Instruction:
Copy these lines exactly as they appear, every one of them from the first to the last.

# # # # #

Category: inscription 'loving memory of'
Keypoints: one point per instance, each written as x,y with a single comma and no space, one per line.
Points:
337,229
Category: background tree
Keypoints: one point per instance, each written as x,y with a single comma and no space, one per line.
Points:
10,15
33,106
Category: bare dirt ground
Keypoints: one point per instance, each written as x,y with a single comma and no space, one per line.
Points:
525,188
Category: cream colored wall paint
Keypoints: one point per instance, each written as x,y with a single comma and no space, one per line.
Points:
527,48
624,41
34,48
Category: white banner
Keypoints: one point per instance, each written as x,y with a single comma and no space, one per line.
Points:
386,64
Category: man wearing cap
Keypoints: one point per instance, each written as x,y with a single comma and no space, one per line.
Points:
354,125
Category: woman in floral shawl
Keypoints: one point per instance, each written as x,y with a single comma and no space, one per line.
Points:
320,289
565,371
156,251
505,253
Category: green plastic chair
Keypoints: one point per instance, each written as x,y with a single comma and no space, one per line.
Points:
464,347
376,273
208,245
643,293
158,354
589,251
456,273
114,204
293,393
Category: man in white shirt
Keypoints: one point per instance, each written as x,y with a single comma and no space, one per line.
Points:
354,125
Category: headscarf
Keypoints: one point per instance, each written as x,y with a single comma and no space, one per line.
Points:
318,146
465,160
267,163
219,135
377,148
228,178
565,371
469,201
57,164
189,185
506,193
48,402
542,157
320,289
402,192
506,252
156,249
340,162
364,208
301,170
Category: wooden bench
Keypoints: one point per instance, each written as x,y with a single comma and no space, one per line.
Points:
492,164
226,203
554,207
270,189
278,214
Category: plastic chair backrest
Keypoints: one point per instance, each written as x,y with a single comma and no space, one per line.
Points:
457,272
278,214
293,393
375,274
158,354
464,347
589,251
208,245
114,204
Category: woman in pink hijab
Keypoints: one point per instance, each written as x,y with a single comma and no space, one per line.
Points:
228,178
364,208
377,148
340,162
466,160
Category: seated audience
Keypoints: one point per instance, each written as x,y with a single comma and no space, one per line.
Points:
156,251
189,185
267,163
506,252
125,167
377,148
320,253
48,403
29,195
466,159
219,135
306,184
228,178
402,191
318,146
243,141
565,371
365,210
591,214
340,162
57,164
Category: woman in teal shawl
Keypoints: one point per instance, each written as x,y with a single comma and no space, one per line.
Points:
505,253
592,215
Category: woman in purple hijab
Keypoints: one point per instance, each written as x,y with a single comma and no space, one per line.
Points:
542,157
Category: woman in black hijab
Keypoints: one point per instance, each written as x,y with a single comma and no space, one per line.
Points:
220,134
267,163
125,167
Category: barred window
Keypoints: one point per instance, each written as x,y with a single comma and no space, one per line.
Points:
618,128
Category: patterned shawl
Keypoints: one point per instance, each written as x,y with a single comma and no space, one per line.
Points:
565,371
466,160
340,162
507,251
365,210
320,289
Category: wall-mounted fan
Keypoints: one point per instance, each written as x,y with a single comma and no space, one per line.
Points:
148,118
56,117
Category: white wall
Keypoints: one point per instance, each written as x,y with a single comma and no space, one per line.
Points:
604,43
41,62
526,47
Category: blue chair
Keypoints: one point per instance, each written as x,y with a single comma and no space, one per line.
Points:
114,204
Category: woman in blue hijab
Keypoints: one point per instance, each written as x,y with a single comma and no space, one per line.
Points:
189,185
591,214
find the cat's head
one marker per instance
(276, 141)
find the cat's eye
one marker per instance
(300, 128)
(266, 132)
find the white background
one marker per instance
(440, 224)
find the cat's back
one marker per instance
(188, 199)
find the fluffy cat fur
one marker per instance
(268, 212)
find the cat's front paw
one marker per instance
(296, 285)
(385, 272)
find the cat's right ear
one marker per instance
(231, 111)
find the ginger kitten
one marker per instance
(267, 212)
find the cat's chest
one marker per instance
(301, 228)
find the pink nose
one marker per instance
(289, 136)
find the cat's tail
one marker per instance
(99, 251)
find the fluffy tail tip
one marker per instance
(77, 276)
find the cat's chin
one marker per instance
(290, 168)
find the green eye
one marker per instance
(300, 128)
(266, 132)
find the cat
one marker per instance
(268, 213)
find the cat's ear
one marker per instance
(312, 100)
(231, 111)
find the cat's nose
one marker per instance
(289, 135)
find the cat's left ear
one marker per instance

# # # # #

Reply:
Category: inscription 'loving memory of'
Keypoints: one point per instance, each written as x,y with a single comma and no space, one per line.
Points:
337,229
Category: background tree
Keypoints: one point per instance, each written as x,y with a single comma and no space, one per line.
Points:
10,15
33,106
Category: bare dirt ground
Keypoints: one point per instance, each written as x,y with a single comma and no space, one per line.
Points:
525,188
Category: cream colored wall paint
Keypoints: one point per instance, each written as x,y with a single comma and no space, one per line.
Points:
527,48
624,41
34,48
Category: white banner
Keypoints: one point per instance, each written as x,y with a single comma and no space, one per line.
Points:
386,64
Category: man wearing cap
Keypoints: one point per instance, each written as x,y with a single comma and no space, one per line.
Points:
354,125
Category: woman in floral shawl
Keypoints: one point per instance, each written as x,y with a single comma and no space, one per line.
Points:
320,289
565,371
156,251
505,253
Category: green plastic chair
Keypoints: one point per instance, each written as x,y with a single comma and no space, one per line.
Points:
464,347
376,273
208,245
643,293
158,354
589,251
456,273
114,204
293,393
Category: man in white shirt
Keypoints: one point per instance, each written as x,y with a single comma and no space, one per line.
Points:
354,125
Category: headscarf
Keypoints: one point per instance, each written as x,y with a single comma and no space, one per line.
Points:
318,146
465,160
267,163
219,135
377,148
228,178
565,371
469,201
57,164
189,185
506,193
48,402
542,157
320,289
402,192
506,252
156,249
340,162
364,208
301,170
Category: wooden bench
Keypoints: one point per instance, each written as x,y with a single comma and no space, one per line.
Points:
492,164
226,203
554,207
270,189
278,214
Category: plastic chair backrest
Keypoints: one point per instance, each written as x,y with a single comma and no space, one per line.
Points:
457,272
278,214
293,393
375,274
158,354
464,347
589,251
208,245
114,204
Category: woman in pink hijab
Keypoints: one point per instance, each written as x,y with a single comma and no space, one per line.
Points:
228,178
364,208
377,148
340,162
466,160
Category: seated audience
Keypoints: one point per instance, each written as x,y with a single comma and no space, one per line.
Points:
156,251
189,185
267,163
506,252
125,167
377,148
320,253
48,403
29,195
466,159
219,135
306,184
228,178
402,191
318,146
243,141
565,371
365,210
591,214
340,162
57,164
Category: woman in teal shawl
Keypoints: one point per instance, each written as x,y with a single comma and no space, one per line.
Points:
505,253
592,215
Category: woman in purple hijab
Keypoints: one point per instance, each written as x,y with a single comma and no space, one per line.
Points:
542,157
Category: woman in black hijab
Keypoints: one point per instance, each written as x,y with a single comma and no space, one per line.
Points:
220,134
267,163
125,167
Category: barred window
Keypoints: one point per instance, each written as x,y with a single comma and no space, one per line.
Points:
618,128
Category: patterned shawl
Keypoints: one point per instance, each written as x,y with a single comma and no space, one per line.
Points:
565,371
466,160
340,162
507,251
365,210
320,289
Category: wall-mounted fan
Keypoints: one point per instance, each written as x,y with a single comma and no space, one per line.
Points:
148,118
56,117
Category: white wall
Keypoints: one point per instance, each written as x,y with a single comma and no space, one per line.
Points:
604,43
41,62
526,47
Category: blue chair
Keypoints: one point per instance, each written as x,y with a single comma and no space, one per line.
Points:
114,204
Category: woman in blue hijab
Keypoints: one point per instance, each written as x,y with a single comma and no space, one per line.
Points:
189,185
591,214
find the cat's head
one marker per instance
(276, 141)
find the cat's eye
one marker per instance
(300, 128)
(266, 132)
find the white background
one marker per instance
(440, 224)
find the cat's back
one marker per instance
(188, 199)
find the fluffy cat fur
one marker per instance
(268, 212)
find the cat's front paw
one marker per instance
(296, 285)
(385, 272)
find the cat's right ear
one marker per instance
(231, 111)
find the ginger kitten
one marker per instance
(267, 212)
find the cat's chest
one marker per instance
(301, 228)
find the pink nose
one marker per instance
(289, 136)
find the cat's tail
one marker per instance
(99, 251)
find the fluffy tail tip
one marker per instance
(77, 276)
find the cat's chin
one marker per instance
(290, 168)
find the green eye
one marker per instance
(300, 128)
(266, 132)
find the cat
one marker per instance
(268, 213)
find the cat's ear
one marker per instance
(312, 100)
(231, 111)
find the cat's nose
one marker per instance
(289, 135)
find the cat's left ear
one marker per instance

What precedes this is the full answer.